### [Your goal]
Edit the stretch of the patch from "From 91279a08bdee2677a2970e2a4518cda21f338692 Mon" through "insertions(+), 7 deletions(-)", giving it again with "files changed" replaced by "files modified".

### [Excerpt]
◇ ◇ ◇

From 91279a08bdee2677a2970e2a4518cda21f338692 Mon Sep 17 00:00:00 2001
From: Qubitium <qubitium@modelcloud.ai>
Date: Sat, 18 Oct 2025 00:00:33 +0000
Subject: [PATCH 4/7] nogil patch triton

---
 gptqmodel/__init__.py                 |   8 +
 gptqmodel/models/writer.py            |   2 -
 gptqmodel/utils/nogil_patcher.py      | 208 +++++++++++++++++++++++++-
 gptqmodel/utils/offload.py            |   3 -
 tests/test_triton_autotune_threads.py |  76 ++++++++++
 5 files changed, 290 insertions(+), 7 deletions(-)
 create mode 100644 tests/test_triton_autotune_threads.py

diff --git a/gptqmodel/__init__.py b/gptqmodel/__init__.py
index 07c28adcb..d6670c849 100644
--- a/gptqmodel/__init__.py
+++ b/gptqmodel/__init__.py
@@ -5,6 +5,14 @@
 
 import os
 
+
+# isort: off
+from .utils.nogil_patcher import patch_safetensors_save_file, patch_triton_autotuner  # noqa: E402
+# isort: on
+
+patch_safetensors_save_file()
+patch_triton_autotuner()
+
 from .utils.env import env_flag
 
 
diff --git a/gptqmodel/models/writer.py b/gptqmodel/models/writer.py
index dc796d4e2..aa72cc1be 100644
--- a/gptqmodel/models/writer.py
+++ b/gptqmodel/models/writer.py
@@ -37,14 +37,12 @@
     META_FIELD_V2_ENABLED,
     META_QUANTIZER_GPTQMODEL,
     META_VALUE_URI,
-    METHOD,
     MIN_VERSION_WITH_V2,
 )
 from ..utils.backend import BACKEND
 from ..utils.hf import sanitize_generation_config_file
 from ..utils.logger import setup_logger
 from ..utils.model import (
-    convert_gptq_v2_to_v1_format,
     copy_py_files,
     find_modules,
     get_model_files_size,
diff --git a/gptqmodel/utils/nogil_patcher.py b/gptqmodel/utils/nogil_patcher.py
index 140e0844b..8ea35bbe2 100644
--- a/gptqmodel/utils/nogil_patcher.py
+++ b/gptqmodel/utils/nogil_patcher.py
@@ -5,13 +5,19 @@
 
 """Straightforward monkey patch helpers for nogil runtimes."""
 
+import time
+
 from .safe import ThreadSafe
 
+
 _PATCHED_ATTR = "_gptqmodel_locked_save_file"

◇ ◇ ◇

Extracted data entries
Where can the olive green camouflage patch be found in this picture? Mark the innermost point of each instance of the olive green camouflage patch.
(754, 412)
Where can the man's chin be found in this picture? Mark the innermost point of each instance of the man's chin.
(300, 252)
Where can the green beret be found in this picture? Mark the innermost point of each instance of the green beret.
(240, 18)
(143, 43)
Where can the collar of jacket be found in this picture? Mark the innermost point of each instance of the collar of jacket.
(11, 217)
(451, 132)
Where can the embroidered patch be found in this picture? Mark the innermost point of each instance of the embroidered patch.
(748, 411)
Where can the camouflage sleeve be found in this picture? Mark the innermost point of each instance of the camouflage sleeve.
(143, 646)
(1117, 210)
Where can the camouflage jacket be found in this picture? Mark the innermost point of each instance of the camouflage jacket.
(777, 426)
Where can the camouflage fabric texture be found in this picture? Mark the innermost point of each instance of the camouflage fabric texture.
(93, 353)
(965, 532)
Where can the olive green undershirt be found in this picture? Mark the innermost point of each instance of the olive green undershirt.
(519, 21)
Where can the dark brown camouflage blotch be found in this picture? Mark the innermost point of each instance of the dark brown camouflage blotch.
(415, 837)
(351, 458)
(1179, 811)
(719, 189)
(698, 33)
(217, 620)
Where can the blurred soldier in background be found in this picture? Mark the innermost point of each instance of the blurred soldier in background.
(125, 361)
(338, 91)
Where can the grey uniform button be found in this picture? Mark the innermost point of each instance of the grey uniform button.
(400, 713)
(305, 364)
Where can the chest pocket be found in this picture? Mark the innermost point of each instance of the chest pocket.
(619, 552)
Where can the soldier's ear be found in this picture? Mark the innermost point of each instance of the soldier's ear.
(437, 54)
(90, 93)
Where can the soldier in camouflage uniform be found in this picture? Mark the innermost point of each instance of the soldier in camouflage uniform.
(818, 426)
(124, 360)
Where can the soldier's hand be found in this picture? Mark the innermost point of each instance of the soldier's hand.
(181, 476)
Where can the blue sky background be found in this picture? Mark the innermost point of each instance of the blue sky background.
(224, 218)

◇ ◇ ◇

### [Answer to this problem]
From 91279a08bdee2677a2970e2a4518cda21f338692 Mon Sep 17 00:00:00 2001
From: Qubitium <qubitium@modelcloud.ai>
Date: Sat, 18 Oct 2025 00:00:33 +0000
Subject: [PATCH 4/7] nogil patch triton

---
 gptqmodel/__init__.py                 |   8 +
 gptqmodel/models/writer.py            |   2 -
 gptqmodel/utils/nogil_patcher.py      | 208 +++++++++++++++++++++++++-
 gptqmodel/utils/offload.py            |   3 -
 tests/test_triton_autotune_threads.py |  76 ++++++++++
 5 files modified, 290 insertions(+), 7 deletions(-)